* [Work task 1]
Answer these three questions using the article on Tennessee physician assistants.
(a) About how many PAs currently work across Tennessee?
(b) To what year do the current restrictions on PAs' role date?
(c) What share of a PA's charts must the collaborating physician review and sign off on?
* [Work task 2] Continue the article on Tennessee physician assistants from the point where it stops.

* [Extract]
# # #

A legislative decision means it will be at least another year before Tennessee’s physician assistants — known as “PAs” — could get restrictions lifted on their scope of practice.
There are currently about 2,800 PAs across the state, and that number has been growing fast. PAs are clinicians with graduate-level training who do many of the same tasks as doctors: conducting exams, making treatment plans, writing prescriptions and performing many procedures.
Their state trade group, the Tennessee Academy of Physician Assistants (TAPA), has been part of a national push to expand the scope of practice of PAs. Current restrictions on their role date to 1999, and some were temporarily lifted during COVID. The academy would like to see those pandemic-related allowances made permanent. And there’s widespread agreement that the limitations are due for some amount of update — though exactly how much has triggered debate.
Right now, a PA in Tennessee needs to work with a “collaborating” physician. This means that a PA’s license is tied to a doctor who must review and sign off on 20% of the PA’s charts, as well as visiting where the PA practices at least once a month.
TAPA supports a bill that was proposed in the Tennessee General Assembly in January to update restrictions on PAs.
“We’re trying to give hospitals and physician-owned practices more flexibility with how they utilize PAs on their team,” says Katherine Moffat, executive director for TAPA.
The proposal would loosen the rules, giving individual practices and hospital systems control over their own PA oversight. For example, the quantity of chart reviews could vary.
“Maybe [a hospital system wants] to do 100% for new grads and 50% for people that have been there for 5 years and taper it down. They would have that flexibility at the practice level,” Moffat says.

# # #

Dataset excerpts
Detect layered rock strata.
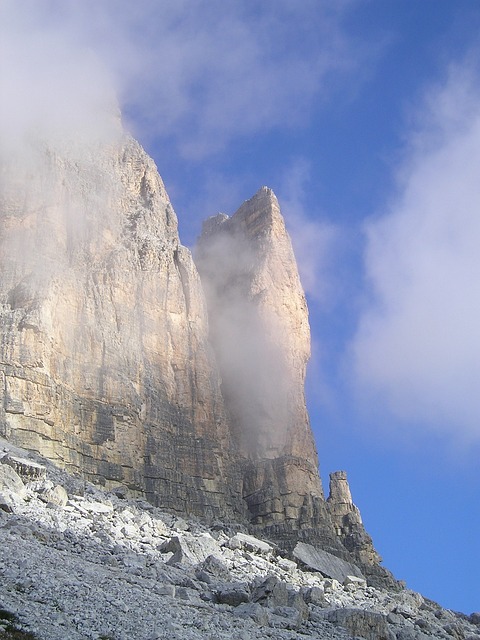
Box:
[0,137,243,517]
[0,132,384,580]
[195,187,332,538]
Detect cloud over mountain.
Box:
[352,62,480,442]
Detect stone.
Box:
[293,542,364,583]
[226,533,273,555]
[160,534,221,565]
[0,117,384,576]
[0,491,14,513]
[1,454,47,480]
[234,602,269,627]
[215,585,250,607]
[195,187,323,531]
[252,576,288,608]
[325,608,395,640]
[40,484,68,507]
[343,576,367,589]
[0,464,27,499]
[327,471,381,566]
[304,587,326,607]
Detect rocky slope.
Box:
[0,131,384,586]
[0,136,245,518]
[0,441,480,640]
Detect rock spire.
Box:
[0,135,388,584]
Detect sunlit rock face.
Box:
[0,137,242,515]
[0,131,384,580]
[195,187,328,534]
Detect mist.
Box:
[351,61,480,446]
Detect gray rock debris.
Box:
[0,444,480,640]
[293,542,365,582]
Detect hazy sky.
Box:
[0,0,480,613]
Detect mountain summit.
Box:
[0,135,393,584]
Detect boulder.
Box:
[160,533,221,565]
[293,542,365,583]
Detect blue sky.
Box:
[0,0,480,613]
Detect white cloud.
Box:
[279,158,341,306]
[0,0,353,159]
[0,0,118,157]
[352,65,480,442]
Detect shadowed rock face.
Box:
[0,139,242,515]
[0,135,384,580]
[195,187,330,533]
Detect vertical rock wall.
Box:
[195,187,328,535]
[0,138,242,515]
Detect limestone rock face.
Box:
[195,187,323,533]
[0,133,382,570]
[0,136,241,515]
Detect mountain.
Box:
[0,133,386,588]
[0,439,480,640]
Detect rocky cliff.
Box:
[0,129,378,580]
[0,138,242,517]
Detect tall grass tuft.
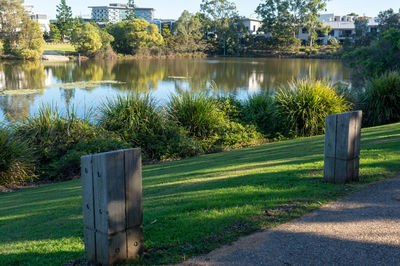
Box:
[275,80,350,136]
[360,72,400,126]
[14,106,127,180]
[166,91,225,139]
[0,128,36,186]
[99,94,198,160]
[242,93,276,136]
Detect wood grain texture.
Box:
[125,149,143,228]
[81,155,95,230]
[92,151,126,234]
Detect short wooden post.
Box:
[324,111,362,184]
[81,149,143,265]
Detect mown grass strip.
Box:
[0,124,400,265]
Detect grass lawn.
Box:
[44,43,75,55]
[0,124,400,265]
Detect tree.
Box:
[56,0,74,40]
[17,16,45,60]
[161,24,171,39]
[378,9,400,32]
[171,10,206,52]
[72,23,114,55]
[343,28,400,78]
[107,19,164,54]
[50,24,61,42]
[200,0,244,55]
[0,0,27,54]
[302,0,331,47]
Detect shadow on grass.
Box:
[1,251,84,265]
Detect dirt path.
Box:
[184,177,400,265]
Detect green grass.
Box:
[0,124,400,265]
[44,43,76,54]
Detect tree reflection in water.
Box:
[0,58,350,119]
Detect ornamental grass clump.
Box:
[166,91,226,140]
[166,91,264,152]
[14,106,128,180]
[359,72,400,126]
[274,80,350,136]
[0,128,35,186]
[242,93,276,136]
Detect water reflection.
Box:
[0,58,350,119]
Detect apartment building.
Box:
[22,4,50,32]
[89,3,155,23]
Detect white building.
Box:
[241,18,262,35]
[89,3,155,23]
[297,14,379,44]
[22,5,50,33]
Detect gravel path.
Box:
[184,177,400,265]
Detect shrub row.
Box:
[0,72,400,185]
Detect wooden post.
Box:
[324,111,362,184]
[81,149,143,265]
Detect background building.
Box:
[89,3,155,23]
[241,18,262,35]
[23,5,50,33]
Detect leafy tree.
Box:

# # #

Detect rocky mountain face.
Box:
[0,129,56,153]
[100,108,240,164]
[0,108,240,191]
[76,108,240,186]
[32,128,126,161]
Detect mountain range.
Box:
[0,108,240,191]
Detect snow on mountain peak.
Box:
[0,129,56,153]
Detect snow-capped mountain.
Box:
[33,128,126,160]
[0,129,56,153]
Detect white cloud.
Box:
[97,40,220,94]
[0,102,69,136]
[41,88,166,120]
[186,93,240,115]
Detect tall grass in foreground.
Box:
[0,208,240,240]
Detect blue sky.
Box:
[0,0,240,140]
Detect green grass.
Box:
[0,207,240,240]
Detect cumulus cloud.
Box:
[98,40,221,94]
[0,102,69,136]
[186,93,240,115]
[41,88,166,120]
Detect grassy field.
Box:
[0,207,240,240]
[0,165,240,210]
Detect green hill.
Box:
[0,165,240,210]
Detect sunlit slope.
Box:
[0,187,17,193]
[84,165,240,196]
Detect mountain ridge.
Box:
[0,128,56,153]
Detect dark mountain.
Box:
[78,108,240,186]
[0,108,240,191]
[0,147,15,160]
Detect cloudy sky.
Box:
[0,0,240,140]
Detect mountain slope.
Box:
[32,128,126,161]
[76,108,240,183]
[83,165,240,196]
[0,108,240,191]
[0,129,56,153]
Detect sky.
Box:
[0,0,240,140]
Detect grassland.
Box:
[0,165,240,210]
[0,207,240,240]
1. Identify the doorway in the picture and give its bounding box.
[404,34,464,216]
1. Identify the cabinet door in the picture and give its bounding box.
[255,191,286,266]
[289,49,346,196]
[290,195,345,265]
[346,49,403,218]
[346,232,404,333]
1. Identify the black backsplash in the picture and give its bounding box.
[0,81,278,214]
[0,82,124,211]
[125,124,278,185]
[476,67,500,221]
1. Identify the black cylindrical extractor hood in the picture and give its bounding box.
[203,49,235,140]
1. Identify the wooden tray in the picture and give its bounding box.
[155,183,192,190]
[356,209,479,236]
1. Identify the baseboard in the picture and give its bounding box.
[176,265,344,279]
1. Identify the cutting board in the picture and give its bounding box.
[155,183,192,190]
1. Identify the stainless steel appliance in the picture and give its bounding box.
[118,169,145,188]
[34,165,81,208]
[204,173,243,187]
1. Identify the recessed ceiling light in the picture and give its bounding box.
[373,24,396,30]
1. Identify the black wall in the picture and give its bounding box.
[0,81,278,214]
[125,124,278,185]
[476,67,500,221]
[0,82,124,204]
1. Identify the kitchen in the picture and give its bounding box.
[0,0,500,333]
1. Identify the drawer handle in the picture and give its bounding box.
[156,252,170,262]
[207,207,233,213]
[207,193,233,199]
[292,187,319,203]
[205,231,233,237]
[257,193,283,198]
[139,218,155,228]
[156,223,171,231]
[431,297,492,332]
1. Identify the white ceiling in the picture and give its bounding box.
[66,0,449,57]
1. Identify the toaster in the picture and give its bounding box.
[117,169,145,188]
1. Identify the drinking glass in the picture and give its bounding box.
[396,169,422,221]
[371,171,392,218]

# # #

* [Exercise result 1]
(a) About 2,800
(b) 1999
(c) 20%

* [Exercise result 2]
Seth Weathersby, a PA in Murfreesboro who runs four urgent cares, would welcome the changes. He also questions the impact of the current regulations, like the mandatory monthly physician site visits. “It is really more of just kind of a check in, to meet some new people, to make sure paperwork is in order. There is not a whole lot of patient care that really is impacted by his actual site visit,” he says.
The Tennessee Medical Association (TMA), which represents doctors in the state, has opposed the bill.
The main sticking point: PAs who have logged 6,000 clinical hours — or about 3 years — would no longer need to have physician oversight.
“We want to preserve that collaborative relationship,” says Yarnell Beatty, senior VP and general counsel for the TMA. “If they’re not associating with a physician or assisting a physician, then they’re really practicing medicine without going to medical school.”
This spring, the bill was postponed to the legislature’s 2024 agenda. If passed, Tennessee would join North Dakota, Utah and Wyoming in allowing PAs to practice with the greatest flexibility in the nation.
This week, PAs from across the country are gathering in Nashville for their national conference, and they’ll be talking strategy about legislative changes.